_Task requirements_
Print the line that has "Please spot the hangar door" in it, then every remaining line of the data, exactly and without anything extra.

_Information given_
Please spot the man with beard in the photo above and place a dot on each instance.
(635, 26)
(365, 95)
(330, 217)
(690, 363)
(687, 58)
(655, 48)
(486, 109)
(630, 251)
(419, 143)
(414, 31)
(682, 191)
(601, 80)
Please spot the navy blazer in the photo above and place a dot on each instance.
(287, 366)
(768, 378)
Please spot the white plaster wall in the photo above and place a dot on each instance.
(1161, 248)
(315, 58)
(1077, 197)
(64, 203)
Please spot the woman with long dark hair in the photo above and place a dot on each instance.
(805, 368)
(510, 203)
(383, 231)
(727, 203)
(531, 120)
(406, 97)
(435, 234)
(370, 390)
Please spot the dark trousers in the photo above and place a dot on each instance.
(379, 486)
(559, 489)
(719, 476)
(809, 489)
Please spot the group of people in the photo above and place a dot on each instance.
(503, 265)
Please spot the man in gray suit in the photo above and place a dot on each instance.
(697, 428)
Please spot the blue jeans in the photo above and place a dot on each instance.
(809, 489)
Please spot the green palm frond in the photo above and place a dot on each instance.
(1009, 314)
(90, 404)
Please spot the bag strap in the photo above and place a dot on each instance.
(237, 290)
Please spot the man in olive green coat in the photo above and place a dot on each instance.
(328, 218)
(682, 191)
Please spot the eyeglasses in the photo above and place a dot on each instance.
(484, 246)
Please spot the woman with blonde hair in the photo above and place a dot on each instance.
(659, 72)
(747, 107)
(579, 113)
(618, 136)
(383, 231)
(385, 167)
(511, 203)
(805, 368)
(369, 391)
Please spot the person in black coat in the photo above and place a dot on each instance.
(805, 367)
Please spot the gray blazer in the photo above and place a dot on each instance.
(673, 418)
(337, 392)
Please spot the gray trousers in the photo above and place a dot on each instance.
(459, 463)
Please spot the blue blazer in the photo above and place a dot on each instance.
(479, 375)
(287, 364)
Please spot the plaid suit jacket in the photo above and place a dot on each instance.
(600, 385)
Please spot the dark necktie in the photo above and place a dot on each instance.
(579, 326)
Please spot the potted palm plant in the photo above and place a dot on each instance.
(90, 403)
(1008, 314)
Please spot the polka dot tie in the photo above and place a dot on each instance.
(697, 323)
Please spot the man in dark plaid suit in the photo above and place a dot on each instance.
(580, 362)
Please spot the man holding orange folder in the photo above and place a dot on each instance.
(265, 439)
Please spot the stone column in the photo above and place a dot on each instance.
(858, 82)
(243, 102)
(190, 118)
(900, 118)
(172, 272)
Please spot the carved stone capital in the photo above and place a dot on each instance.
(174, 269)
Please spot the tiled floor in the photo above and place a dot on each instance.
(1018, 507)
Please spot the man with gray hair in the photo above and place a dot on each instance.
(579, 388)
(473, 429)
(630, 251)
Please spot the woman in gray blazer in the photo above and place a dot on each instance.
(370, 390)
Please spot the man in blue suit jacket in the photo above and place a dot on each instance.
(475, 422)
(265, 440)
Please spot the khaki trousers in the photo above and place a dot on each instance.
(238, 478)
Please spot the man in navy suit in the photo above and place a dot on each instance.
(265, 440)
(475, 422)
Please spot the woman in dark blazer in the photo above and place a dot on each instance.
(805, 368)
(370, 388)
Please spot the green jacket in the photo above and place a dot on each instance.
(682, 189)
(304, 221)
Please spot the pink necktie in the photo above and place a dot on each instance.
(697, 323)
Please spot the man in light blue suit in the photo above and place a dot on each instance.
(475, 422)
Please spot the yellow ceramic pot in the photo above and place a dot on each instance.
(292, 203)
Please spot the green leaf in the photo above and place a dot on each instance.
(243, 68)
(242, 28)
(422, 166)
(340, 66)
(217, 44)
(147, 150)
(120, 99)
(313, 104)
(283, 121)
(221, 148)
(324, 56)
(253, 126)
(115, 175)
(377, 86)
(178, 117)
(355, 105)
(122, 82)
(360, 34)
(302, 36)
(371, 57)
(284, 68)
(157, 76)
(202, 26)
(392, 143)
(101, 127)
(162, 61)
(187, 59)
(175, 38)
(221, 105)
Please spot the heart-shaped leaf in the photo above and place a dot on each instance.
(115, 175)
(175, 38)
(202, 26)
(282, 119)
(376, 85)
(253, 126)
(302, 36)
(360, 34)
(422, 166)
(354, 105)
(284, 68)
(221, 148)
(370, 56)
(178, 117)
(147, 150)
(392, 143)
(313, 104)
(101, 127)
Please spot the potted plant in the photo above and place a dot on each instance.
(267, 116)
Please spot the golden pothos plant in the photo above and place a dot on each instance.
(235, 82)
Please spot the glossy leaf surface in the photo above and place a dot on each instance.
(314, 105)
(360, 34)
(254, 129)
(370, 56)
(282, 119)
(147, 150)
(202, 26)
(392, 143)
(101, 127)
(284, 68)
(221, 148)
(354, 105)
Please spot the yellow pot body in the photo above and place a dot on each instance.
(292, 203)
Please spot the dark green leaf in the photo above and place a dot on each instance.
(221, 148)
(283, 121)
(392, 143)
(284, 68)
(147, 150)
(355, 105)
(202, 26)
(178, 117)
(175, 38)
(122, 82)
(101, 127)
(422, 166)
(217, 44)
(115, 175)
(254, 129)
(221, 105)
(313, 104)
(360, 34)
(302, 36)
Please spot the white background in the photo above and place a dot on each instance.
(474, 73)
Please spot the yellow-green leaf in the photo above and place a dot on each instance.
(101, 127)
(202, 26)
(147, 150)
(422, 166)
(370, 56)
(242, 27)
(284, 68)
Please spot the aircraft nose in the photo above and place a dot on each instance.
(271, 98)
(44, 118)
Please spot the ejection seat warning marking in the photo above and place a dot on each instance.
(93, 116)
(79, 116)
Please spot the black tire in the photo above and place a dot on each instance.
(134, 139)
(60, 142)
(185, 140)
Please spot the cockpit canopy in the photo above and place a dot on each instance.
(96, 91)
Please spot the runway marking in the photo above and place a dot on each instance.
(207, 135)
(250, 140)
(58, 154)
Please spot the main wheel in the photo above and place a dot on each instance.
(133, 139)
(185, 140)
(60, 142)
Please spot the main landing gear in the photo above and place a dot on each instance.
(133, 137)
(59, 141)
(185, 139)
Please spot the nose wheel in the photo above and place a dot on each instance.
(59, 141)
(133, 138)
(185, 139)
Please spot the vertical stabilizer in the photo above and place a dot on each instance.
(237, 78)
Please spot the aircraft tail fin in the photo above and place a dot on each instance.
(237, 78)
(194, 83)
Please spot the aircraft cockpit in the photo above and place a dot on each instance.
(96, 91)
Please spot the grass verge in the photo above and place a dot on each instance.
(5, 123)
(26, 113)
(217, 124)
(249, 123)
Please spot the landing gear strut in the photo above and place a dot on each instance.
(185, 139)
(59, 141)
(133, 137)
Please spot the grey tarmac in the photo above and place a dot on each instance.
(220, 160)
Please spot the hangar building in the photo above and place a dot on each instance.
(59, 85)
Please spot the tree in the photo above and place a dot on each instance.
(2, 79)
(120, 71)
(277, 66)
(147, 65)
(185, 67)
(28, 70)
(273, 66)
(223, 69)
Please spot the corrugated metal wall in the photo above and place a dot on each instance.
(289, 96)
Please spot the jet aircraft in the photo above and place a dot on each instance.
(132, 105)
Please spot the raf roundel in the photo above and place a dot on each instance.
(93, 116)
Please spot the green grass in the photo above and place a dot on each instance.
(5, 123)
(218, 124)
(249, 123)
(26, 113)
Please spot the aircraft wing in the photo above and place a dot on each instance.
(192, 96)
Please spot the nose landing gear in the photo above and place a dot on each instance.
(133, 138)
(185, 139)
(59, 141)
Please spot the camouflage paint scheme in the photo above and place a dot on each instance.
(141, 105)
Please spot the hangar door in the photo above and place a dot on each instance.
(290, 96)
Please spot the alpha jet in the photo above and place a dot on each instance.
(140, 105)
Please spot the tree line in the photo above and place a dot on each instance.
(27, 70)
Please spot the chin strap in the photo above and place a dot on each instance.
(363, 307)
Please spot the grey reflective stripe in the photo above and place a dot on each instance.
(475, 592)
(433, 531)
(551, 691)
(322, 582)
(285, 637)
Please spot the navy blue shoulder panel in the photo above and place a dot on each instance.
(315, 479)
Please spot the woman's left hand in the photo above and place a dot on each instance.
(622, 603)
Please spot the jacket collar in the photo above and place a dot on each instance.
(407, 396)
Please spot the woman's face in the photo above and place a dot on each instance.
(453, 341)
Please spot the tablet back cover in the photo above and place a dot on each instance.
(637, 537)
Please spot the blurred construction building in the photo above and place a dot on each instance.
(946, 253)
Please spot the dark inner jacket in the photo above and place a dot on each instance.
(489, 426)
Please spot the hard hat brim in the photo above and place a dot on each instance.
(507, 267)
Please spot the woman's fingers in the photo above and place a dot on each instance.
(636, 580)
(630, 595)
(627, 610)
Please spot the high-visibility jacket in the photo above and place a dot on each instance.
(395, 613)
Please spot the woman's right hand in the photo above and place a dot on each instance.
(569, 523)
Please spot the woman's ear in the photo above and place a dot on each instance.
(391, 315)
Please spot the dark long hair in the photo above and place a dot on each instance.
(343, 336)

_Answer box_
Please spot the hangar door in the photo above and place a dot on each instance.
(290, 96)
Please spot the alpha jet in the photo above and place a dot on each instance.
(140, 105)
Please spot the tree line in the photo above and place a dot on each instance.
(27, 70)
Please spot the chin strap in the photo above and place a dot on each instance.
(363, 307)
Please spot the grey reflective stripe in the photo above and place a dot on each instance.
(475, 592)
(433, 531)
(551, 691)
(322, 582)
(285, 637)
Please spot the navy blue shoulder panel in the photo above and place a dot on each instance.
(315, 479)
Please spot the woman's left hand in the photo above and place a dot on each instance.
(622, 603)
Please spot the jacket collar in the photo above and place a dot on each instance.
(407, 396)
Please spot the woman's face in the photo above and place a dot on each instance.
(453, 341)
Please spot the tablet back cover in the photo above and place a dot on each instance.
(637, 537)
Please spot the blurred construction building in the photo above and place a dot on each instance.
(946, 253)
Please spot the dark inner jacket in the photo above and place a dot on each instance.
(489, 426)
Please spot the hard hat brim in the photo above and place a dot on each instance.
(507, 267)
Please spot the woman's fingers in the photo above and place a dot on each instance.
(636, 580)
(630, 595)
(627, 610)
Please spot the high-visibility jacket in the photo above and place a dot on each instance.
(395, 613)
Please spot the woman's right hand in the photo above and place a dot on each instance.
(569, 523)
Please spot the woman's ear in the photo above and place a dot on each instance.
(391, 315)
Please spot the dark long hair in the photo above and place a dot on each instance.
(343, 336)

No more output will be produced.